### DATA SHOWN

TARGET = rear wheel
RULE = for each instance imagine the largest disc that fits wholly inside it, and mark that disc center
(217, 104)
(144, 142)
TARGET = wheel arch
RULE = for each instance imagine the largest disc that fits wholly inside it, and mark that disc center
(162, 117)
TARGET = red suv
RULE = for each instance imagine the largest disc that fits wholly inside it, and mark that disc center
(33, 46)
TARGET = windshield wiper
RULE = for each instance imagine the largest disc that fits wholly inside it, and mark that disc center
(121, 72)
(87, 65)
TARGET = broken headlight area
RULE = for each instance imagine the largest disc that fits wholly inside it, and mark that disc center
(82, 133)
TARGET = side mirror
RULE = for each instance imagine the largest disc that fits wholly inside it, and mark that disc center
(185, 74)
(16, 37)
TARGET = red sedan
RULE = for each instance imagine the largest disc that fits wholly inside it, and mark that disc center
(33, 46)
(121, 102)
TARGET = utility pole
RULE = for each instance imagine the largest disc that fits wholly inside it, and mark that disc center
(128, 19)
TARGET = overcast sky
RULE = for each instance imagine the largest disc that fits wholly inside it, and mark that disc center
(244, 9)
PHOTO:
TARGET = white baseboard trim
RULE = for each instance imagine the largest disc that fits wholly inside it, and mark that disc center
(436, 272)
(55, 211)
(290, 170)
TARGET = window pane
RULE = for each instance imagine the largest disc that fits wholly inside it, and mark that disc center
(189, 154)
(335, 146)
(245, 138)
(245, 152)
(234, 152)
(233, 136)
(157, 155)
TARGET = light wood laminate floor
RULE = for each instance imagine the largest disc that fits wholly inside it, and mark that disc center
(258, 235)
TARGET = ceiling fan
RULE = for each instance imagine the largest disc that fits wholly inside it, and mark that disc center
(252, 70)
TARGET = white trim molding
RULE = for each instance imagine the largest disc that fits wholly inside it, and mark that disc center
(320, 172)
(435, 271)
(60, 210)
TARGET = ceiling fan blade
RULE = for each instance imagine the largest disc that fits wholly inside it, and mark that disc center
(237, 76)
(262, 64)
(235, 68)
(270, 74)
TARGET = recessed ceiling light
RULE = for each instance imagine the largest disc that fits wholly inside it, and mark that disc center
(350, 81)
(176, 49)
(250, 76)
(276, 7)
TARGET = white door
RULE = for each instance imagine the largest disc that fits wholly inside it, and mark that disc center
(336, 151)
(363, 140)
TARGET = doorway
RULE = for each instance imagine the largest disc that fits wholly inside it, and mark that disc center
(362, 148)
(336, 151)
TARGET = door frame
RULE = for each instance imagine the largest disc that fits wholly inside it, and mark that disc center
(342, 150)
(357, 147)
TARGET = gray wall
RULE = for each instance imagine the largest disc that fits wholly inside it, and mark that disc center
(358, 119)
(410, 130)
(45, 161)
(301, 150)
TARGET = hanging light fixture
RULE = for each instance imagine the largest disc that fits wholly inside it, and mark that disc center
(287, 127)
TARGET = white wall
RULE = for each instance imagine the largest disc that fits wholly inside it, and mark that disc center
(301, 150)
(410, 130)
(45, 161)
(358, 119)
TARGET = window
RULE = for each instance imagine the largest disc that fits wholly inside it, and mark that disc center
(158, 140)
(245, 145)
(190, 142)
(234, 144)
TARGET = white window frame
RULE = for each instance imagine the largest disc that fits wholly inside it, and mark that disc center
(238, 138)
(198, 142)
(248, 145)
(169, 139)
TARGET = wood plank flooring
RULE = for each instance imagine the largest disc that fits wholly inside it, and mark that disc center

######

- [WHAT YOU HAVE TO DO] All entries are to be reproduced verbatim, with none omitted.

- [RESPONSE TO THIS TASK]
TARGET = rear wheel
RULE = for each instance imagine the largest disc that fits wholly inside it, and mark that disc center
(217, 104)
(144, 142)
TARGET = wheel arch
RULE = for each instance imagine the largest disc that fits wholly inside it, and mark that disc center
(162, 117)
TARGET = red suv
RULE = for each instance imagine the largest disc that fits wholly inside it, and mark that disc center
(33, 46)
TARGET = windshield wiper
RULE = for each instance imagine the largest disc that fits wholly inside it, and mark that disc center
(121, 72)
(87, 65)
TARGET = broken headlight area
RULE = for each instance imagine the largest disc that fits wholly inside it, and mark that disc center
(82, 133)
TARGET = side mirror
RULE = for each instance imagine the largest disc that fits wholly inside it, and mark that disc center
(185, 74)
(16, 37)
TARGET = red sedan
RULE = for each instance imagine the largest disc that fits wholly inside it, and mark that disc center
(33, 46)
(121, 102)
TARGET = utility pole
RULE = for each instance imagine the largest disc that fits wholly inside it, and mark that disc center
(128, 19)
TARGET = overcast sky
RULE = for each instance imagine the largest disc that fits wholly inside it, and mark that disc center
(244, 9)
PHOTO:
TARGET = white baseboard trim
RULE = for each instance imagine the largest disc that fits wholly inside it, and mark that disc center
(436, 272)
(55, 211)
(290, 170)
TARGET = window pane
RULE = for each instance imagine the largest disc that fits wholly inside it, and mark that disc center
(189, 154)
(335, 146)
(245, 138)
(245, 152)
(234, 152)
(233, 136)
(157, 155)
TARGET = light wood laminate floor
RULE = for each instance imagine the largest disc that fits wholly inside it, and mark that disc center
(258, 235)
TARGET = ceiling fan
RULE = for each instance imagine the largest disc that fits wholly inside it, and mark that disc center
(252, 70)
TARGET = white trim molding
RULE = for each instance imagine the largest disc that fits wholly inside it, and mark that disc center
(320, 172)
(435, 271)
(60, 210)
TARGET = ceiling fan blade
RULE = for each instance imagine the largest disc that fits wholly inside it, and mark that disc center
(237, 76)
(262, 64)
(235, 68)
(270, 74)
TARGET = recessed ceiling light
RULE = for each instance imagine the largest disc that fits wholly inside it, and mark that disc center
(350, 81)
(176, 49)
(250, 76)
(276, 7)
TARGET = white door
RULE = for each instance imagine the largest disc that fits wholly inside it, and mark that disc center
(336, 151)
(363, 140)
TARGET = doorway
RULE = for each instance imagine the largest disc that fits wholly inside it, and mark that disc center
(362, 148)
(336, 151)
TARGET = door frame
RULE = for each instance imagine the largest disc that fits wholly inside it, and mark that disc center
(342, 150)
(357, 147)
TARGET = gray wall
RULE = for each instance imagine the largest disc that fits wholly inside it, and mark that disc center
(358, 119)
(410, 130)
(45, 161)
(301, 150)
TARGET = hanging light fixture
RULE = for each instance imagine the largest disc that fits wholly inside it, and mark that disc center
(287, 127)
TARGET = white wall
RULE = for each instance imagine the largest disc that fits wholly inside it, and mark that disc center
(301, 150)
(410, 130)
(45, 161)
(358, 119)
TARGET = window
RULE = for each instance imagine the largest disc that fits wholly inside it, and mark that disc center
(158, 140)
(245, 145)
(190, 142)
(234, 144)
TARGET = white window frame
RULE = for each instance imagine the largest disc that fits wholly inside it, and mark that disc center
(238, 138)
(198, 142)
(248, 145)
(169, 139)
TARGET = wood plank flooring
RULE = for each instance imagine the largest disc that fits wholly inside it, and mark that disc center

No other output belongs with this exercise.